Schutz vor unlauteren Handelspraktiken

Gesetzliche Regeln stärken die Verhandlungsposition von Landwirten gegenüber umsatzstarken Unternehmen in der Lebensmittellieferkette

Die Bezahlung für die ausgelieferten 30 Paletten Salatköpfe lässt auf sich warten, der Auftrag, weitere 20 Paletten anzuliefern, wird über Nacht storniert. Unlautere Handelspraktiken wie diese sind nicht zulässig.

Landwirtinnen und Landwirte sollen auskömmlich wirtschaften können und für ihre Leistungen anständig bezahlt werden. In ihrer Rolle als kleinere Marktteilnehmer haben Landwirte aber in der Regel eine geringere Verhandlungsmacht als die Unternehmen der vielfach hochkonzentrierten Stufen der Verarbeitung und des Lebensmitteleinzelhandels. Alternative Absatzwege sind meist nicht gegeben, auch aufgrund der schnellen Verderblichkeit vieler landwirtschaftlicher Erzeugnisse. Durch das Machtungleichgewicht in der Lebensmittelkette zu Ungunsten der Landwirte hatten sich in der Vergangenheit Praktiken etabliert, die Erzeuger benachteiligen. Das Bundesministerium für Ernährung und Landwirtschaft (BMEL) setzt sich deshalb dafür ein, die Stellung der landwirtschaftlichen Erzeugerinnen und Erzeuger in der Wertschöpfungskette zu stärken.

Das Gesetz zur Stärkung der Organisationen und Lieferketten im Agrarbereich (Agrar-Organisationen-und-Lieferketten-Gesetz – kurz: AgrarOLkG) verbietet unlautere Handelspraktiken und sorgt so für mehr Fairness bei den Geschäftsbeziehungen in der Lebensmittellieferkette. Das Gesetz ist am 9. Juni 2021 in Kraft getreten. Am 8. Juni 2022 lief die einjährige Übergangsfrist zur Anpassung von Altverträgen an die neuen Regelungen ab. Einzelne Vorschriften des AgrarOLkG werden in der Verordnung zur Stärkung der Organisationen und Lieferketten im Agrarbereich (Agrarorganisationen-und-Lieferketten-Verordnung – kurz: AgrarOLkV) präzisiert.

Zwei Jahre nach seinem Inkrafttreten wurde das AgrarOLkG im Jahr 2023, wie gesetzlich vorgeschrieben, durch das BMEL evaluiert und die Wirksamkeit seiner Regelungen überprüft. Hierfür wurden Befragungen der Wirtschaftsbeteiligten durchgeführt sowie das Bundesministerium für Wirtschaft und Klimaschutz (BMWK) und das Bundesministerium für wirtschaftliche Zusammenarbeit und Entwicklung (BMZ) einbezogen. Die Ergebnisse des Evaluierungsberichts belegten die grundsätzliche Wirksamkeit der mit dem AgrarOLkG getroffenen Regelungen. Die Verbote unlauterer Handelspraktiken zeigten erste Wirkung und die Verhandlungsposition der Lieferanten wurde gestärkt. Zugleich wurde offensichtlich, dass Anpassungen im AgrarOLkG nötig sind, um die Fairness in der Wertschöpfungskette weiter zu stärken.

Datenauszüge
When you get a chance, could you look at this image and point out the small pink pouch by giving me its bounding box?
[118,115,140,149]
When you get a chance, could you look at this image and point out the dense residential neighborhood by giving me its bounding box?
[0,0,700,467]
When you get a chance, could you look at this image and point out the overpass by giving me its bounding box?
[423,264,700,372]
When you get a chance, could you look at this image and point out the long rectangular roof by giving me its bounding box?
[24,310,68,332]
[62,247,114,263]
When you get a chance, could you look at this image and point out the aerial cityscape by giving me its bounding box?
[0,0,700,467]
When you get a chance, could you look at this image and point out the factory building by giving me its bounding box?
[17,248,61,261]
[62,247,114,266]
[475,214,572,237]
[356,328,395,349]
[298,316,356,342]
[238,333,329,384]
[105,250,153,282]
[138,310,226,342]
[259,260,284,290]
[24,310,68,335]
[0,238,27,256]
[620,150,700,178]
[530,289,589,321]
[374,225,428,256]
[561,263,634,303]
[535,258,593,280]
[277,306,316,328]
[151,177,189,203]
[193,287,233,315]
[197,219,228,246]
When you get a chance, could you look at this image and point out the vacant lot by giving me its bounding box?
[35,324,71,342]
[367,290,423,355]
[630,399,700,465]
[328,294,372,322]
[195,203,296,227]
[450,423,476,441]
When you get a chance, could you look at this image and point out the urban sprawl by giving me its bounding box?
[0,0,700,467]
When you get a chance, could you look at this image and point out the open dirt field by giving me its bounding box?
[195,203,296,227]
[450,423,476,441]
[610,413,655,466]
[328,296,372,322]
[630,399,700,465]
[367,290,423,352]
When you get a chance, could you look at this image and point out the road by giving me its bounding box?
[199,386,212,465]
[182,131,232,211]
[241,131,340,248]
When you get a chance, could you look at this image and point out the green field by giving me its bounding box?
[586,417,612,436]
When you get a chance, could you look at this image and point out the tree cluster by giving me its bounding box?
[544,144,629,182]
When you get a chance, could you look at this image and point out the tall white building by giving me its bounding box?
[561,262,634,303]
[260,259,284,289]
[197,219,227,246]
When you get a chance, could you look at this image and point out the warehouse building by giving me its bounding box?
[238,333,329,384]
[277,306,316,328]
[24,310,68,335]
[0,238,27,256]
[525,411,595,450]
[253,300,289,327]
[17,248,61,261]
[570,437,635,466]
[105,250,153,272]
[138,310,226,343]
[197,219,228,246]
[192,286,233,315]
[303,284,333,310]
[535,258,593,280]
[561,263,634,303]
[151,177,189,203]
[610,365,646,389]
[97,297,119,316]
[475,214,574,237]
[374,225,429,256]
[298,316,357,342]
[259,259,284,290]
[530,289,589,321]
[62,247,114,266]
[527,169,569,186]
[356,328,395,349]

Aufgabenstellung
**a)** Beantworten Sie anhand des Textes über unlautere Handelspraktiken folgende Fragen:
(i) An welchem Tag ist das AgrarOLkG in Kraft getreten?
(ii) Wie viele weitere Paletten sollten im einleitenden Beispiel angeliefert werden?
(iii) Welche beiden Bundesministerien wurden bei der Evaluierung einbezogen?
**b)** Führen Sie den Text über unlautere Handelspraktiken im Anschluss an seinen letzten Satz fort.

Antworten im Einzelnen
**a)**
(i) Am 9. Juni 2021.
(ii) 20 Paletten.
(iii) Das Bundesministerium für Wirtschaft und Klimaschutz (BMWK) und das Bundesministerium für wirtschaftliche Zusammenarbeit und Entwicklung (BMZ).

**b)**
In der Folge wurde das AgrarOLkG im Rahmen des sog. Agrarpakets der Regierungskoalition mit Wirkung zum 31. Oktober 2024 geändert. Durch das Gesetz zur Änderung agrarrechtlicher Vorschriften wurden insbesondere Ausweichbewegungen, mit denen verbotene Handelspraktiken umgangen werden sollen, verboten. Einzelne Verbote unlauterer Handelspraktiken wurden tatbestandlich eingegrenzt, um überschießende Tendenzen zu vermeiden. Mit Blick auf den Anwendungsbereich des AgrarOLkG hatte die Evaluierung zudem gezeigt, dass sich der Schutz vor unlauteren Handelspraktiken bei Lieferanten bestimmter Produktgruppen wie Milch, Obst und Gemüse mit Umsatzgrößen bis 4 Milliarden Euro besonders bewährt hatte. Daher wurde die bisherige zeitliche Befristung aufgehoben, so dass diese Lieferanten nun dauerhaft geschützt werden. Der Schutz gilt bis zu einem globalen Jahresumsatz von 15 Milliarden Euro. Nach Ablauf von drei Jahren nach Inkrafttreten der Änderungen sind diese zu evaluieren.

Welche Praktiken sind verboten?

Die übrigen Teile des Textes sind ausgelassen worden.